→ Challenge
Reproduce every line of the listing below verbatim, omitting the pictures.

→ Pointing and labeling listing

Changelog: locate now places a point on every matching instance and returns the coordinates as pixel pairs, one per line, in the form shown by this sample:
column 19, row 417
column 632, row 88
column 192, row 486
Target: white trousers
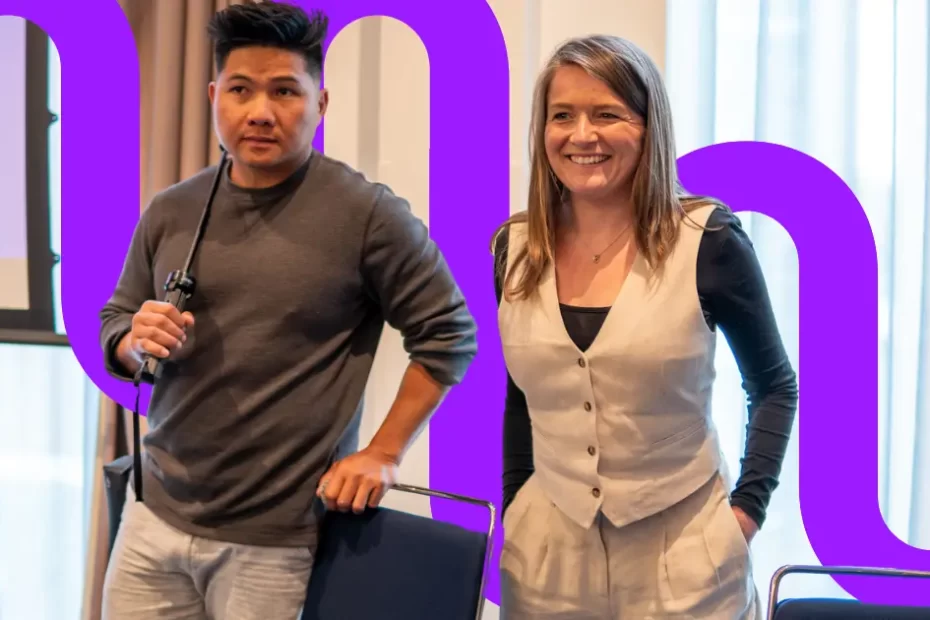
column 688, row 561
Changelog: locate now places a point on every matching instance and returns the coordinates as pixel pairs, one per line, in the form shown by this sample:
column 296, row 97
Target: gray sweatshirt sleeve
column 409, row 279
column 133, row 288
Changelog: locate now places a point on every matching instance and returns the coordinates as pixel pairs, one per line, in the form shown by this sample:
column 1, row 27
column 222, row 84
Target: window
column 48, row 432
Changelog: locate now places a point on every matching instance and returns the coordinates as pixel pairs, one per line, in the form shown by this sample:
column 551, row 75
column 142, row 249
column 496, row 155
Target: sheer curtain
column 48, row 426
column 846, row 82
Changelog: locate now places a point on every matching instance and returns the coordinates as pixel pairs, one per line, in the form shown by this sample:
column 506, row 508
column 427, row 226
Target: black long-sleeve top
column 735, row 299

→ Final answer
Changelog: locate now places a point on every matching instance and returns the coordinates as pixel pairs, one per line, in the form shown by this sample:
column 19, row 417
column 632, row 88
column 192, row 486
Target: white trousers
column 688, row 561
Changelog: locate now places a point on every matching instance and returns the coordinates as pixel pairs, one per line, in the form shown by this sample:
column 296, row 97
Target: gray sweatshirt sleeve
column 409, row 279
column 133, row 288
Changelog: locate now places a point on every matching instance and returns the coordinates as pixel pairs, one per line, in the form shown by this sample:
column 1, row 27
column 222, row 84
Target: window
column 48, row 432
Changelog: locate now places a point on every matching instance and returns the coordinates as pixel pairs, one per line, in the form shown by this sample:
column 551, row 75
column 142, row 249
column 496, row 155
Target: sheer curtain
column 48, row 426
column 846, row 82
Changelog: locate now places a point on every matching instance and returns the coordinates as pixel pairs, one per line, in the form shown by this sample:
column 506, row 508
column 427, row 226
Target: black long-sleeve top
column 735, row 299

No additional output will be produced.